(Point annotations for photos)

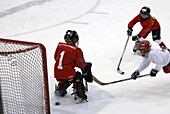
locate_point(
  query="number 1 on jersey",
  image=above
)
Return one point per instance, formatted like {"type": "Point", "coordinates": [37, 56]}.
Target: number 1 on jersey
{"type": "Point", "coordinates": [61, 60]}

- **Exercise directions**
Rescale the lines above: reproduce every one of them, requests included, but multiply each point coordinate in the answers by 2.35 and round it to a whole number, with halves rounded up. The sample coordinates inside the requests stay unchanged, and the pictures are left out.

- **Solution to this problem**
locate_point(
  query="number 1 on jersey",
  image=above
)
Return one point per instance, formatted like {"type": "Point", "coordinates": [37, 56]}.
Target: number 1 on jersey
{"type": "Point", "coordinates": [143, 141]}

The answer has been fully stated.